EXERCISE DESCRIPTION:
Write exactly, with no line omitted or added, the span beginning at the line that holds "Can you see the armored vehicle tire?" and ending at the last line of the records.

THE DATA:
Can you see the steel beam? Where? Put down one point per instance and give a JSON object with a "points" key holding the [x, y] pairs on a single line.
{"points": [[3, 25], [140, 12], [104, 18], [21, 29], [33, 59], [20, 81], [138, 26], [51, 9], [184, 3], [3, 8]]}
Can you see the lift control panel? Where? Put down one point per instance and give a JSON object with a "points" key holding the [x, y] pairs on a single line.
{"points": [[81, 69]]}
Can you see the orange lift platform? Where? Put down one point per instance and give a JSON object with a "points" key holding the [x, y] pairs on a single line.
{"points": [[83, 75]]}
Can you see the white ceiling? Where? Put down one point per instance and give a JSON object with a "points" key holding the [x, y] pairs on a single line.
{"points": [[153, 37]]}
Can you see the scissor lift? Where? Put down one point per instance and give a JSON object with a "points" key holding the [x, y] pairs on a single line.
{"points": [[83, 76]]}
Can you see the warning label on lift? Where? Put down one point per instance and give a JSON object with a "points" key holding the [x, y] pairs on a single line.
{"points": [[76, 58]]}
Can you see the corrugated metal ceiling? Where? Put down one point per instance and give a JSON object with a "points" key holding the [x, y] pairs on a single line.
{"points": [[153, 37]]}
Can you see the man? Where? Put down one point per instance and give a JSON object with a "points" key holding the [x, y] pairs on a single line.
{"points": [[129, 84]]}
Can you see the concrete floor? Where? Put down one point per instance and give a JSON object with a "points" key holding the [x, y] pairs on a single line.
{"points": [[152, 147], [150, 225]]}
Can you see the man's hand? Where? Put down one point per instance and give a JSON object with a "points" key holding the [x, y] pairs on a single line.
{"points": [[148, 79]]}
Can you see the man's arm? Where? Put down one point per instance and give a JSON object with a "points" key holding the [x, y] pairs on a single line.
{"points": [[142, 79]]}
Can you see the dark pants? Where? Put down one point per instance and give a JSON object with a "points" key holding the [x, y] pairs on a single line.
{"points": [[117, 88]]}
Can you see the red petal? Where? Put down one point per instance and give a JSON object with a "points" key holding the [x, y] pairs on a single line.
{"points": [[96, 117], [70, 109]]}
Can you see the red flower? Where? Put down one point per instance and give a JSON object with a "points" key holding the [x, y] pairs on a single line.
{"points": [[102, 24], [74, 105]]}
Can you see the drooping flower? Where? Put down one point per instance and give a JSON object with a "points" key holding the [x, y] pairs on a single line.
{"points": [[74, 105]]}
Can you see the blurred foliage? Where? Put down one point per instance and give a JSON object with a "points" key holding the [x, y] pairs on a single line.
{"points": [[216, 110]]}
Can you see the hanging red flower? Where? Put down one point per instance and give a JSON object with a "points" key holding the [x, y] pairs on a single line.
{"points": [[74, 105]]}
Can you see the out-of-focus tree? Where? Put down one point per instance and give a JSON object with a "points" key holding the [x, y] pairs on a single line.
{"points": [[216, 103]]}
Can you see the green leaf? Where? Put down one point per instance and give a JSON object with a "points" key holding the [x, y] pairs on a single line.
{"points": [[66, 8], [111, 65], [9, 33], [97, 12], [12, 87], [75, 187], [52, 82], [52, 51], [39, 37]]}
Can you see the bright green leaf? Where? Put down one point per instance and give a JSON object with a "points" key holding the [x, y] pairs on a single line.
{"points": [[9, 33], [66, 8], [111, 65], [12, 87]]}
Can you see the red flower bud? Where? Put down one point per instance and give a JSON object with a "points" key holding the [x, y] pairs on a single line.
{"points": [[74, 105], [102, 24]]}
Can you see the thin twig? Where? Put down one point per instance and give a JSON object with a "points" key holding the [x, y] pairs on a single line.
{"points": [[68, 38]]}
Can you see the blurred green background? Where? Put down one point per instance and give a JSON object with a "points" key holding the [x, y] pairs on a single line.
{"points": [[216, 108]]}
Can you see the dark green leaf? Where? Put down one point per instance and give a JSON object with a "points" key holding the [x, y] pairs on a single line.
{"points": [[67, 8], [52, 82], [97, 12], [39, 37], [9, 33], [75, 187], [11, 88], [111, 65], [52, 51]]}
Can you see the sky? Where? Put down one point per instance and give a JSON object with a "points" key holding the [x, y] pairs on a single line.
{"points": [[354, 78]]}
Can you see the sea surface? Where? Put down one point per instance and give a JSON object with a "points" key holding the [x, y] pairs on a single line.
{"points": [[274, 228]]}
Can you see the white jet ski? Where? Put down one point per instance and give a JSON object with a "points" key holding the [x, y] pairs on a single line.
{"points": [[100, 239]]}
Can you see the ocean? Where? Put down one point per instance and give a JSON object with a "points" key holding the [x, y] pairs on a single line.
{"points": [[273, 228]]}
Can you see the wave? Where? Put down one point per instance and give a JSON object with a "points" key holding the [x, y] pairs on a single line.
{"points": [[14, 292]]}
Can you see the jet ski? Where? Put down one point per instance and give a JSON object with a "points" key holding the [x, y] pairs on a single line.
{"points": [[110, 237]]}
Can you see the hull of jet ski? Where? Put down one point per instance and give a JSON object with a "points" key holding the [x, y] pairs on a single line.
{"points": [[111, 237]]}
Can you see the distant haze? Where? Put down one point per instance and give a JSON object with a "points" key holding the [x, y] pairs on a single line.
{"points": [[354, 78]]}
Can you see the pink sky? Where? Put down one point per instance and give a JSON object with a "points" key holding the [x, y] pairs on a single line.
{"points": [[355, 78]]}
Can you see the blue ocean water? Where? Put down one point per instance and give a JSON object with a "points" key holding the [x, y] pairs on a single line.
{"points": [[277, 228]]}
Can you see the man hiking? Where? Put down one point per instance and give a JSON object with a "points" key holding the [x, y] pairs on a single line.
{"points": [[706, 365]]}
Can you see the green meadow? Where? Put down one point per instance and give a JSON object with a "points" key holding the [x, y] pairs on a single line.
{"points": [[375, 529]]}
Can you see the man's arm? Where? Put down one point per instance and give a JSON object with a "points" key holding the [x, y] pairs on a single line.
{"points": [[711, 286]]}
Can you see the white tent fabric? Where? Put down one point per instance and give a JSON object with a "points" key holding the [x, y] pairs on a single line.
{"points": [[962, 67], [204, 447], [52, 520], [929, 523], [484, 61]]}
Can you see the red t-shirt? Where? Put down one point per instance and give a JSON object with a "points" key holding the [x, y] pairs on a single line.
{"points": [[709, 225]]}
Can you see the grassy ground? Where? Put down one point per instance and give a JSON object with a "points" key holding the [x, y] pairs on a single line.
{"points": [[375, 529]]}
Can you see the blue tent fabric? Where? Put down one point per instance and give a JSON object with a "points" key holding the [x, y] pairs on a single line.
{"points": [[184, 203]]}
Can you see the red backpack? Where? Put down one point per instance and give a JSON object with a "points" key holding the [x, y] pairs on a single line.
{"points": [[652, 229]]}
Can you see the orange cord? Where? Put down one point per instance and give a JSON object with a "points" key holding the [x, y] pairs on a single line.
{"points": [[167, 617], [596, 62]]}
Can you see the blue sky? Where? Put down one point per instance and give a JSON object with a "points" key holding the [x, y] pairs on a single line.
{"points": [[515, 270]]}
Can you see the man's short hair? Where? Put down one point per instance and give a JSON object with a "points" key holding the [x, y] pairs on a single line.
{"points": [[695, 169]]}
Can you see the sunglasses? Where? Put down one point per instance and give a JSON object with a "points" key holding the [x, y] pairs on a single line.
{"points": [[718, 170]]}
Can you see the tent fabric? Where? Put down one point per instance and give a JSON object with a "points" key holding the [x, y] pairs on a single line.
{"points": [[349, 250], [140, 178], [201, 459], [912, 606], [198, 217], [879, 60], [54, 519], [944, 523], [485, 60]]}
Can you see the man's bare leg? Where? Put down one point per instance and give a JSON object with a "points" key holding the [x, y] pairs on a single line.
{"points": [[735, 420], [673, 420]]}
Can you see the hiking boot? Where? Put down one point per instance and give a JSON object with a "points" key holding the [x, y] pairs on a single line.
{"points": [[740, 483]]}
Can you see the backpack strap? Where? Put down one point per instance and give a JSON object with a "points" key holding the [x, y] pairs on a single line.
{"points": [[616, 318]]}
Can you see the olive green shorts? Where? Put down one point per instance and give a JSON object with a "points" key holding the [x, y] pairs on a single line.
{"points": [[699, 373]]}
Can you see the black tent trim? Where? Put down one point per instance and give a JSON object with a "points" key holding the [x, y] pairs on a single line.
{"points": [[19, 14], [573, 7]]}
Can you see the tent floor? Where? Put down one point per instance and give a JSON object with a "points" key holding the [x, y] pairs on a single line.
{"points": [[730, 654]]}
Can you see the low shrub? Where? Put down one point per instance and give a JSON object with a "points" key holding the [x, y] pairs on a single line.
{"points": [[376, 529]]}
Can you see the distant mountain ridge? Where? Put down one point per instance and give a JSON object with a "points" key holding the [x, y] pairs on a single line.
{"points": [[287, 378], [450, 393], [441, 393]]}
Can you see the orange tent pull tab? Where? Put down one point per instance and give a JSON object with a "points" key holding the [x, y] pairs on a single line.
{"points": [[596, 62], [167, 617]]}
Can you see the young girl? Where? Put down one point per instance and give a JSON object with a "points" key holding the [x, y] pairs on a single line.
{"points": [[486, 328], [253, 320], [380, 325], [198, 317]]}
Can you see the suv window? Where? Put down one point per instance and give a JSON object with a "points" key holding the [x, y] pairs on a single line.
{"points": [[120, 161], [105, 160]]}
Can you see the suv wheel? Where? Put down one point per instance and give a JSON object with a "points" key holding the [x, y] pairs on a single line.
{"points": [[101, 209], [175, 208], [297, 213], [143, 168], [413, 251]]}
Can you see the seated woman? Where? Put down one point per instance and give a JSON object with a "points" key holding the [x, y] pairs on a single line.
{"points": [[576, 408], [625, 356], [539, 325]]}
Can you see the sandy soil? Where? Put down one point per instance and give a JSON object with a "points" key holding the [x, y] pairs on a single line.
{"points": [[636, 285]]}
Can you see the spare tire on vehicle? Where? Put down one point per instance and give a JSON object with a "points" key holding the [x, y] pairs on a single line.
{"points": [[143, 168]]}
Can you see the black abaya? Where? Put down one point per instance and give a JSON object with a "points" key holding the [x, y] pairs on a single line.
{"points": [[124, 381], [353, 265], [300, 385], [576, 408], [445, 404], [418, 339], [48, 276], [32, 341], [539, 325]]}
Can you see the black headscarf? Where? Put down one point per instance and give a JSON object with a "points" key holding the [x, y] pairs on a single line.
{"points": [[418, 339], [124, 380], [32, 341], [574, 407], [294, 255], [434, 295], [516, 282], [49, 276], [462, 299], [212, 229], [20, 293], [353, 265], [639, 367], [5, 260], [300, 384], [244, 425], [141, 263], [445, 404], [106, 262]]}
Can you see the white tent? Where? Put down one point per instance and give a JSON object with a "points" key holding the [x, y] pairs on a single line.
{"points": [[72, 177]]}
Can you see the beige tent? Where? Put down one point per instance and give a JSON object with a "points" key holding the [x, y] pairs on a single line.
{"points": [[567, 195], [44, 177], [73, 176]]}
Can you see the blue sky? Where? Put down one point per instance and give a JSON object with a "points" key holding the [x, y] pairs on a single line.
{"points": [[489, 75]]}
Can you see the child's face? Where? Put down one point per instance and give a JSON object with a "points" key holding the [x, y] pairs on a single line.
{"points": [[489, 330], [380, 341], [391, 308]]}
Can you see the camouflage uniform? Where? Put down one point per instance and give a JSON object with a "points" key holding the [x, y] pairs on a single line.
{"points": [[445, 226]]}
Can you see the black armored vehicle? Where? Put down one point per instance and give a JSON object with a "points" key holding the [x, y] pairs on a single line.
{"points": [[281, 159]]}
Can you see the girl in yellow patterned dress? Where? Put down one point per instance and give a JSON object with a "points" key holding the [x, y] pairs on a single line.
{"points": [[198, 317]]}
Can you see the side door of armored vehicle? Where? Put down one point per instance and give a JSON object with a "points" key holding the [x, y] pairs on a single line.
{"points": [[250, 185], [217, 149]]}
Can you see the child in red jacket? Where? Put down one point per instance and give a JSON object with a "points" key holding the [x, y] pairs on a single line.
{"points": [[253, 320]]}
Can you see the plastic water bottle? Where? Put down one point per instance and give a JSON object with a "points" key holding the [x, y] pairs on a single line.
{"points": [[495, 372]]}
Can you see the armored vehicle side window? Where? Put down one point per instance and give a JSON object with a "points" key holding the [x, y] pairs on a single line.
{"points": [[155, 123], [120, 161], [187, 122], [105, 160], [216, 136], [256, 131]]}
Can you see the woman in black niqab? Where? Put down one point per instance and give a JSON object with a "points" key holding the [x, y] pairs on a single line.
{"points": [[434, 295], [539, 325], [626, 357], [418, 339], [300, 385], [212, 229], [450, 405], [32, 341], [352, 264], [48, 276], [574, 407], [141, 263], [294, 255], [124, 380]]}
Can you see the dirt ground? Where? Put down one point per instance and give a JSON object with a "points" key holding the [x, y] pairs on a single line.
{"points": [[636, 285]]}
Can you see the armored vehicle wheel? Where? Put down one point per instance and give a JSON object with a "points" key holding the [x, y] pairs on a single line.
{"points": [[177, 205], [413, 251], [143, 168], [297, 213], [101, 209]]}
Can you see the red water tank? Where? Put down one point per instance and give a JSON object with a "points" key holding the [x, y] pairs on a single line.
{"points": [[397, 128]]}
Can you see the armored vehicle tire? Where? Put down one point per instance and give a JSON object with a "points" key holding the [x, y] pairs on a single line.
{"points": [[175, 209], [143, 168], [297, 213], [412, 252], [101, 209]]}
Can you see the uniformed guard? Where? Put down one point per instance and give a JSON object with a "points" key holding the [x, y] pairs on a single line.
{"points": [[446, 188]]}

ANSWER FOR THIS EXERCISE:
Can you see the armored vehicle tire? Where? Put down one point per instance and give a JSON object with a "points" key holding the [x, y] pairs on a single line.
{"points": [[175, 209], [143, 168], [297, 213], [412, 252], [101, 209]]}
Can you see the uniformed guard? Where? Put down one point per instance and give a JSON object with a "points" key holding the [x, y] pairs on a single line.
{"points": [[446, 188]]}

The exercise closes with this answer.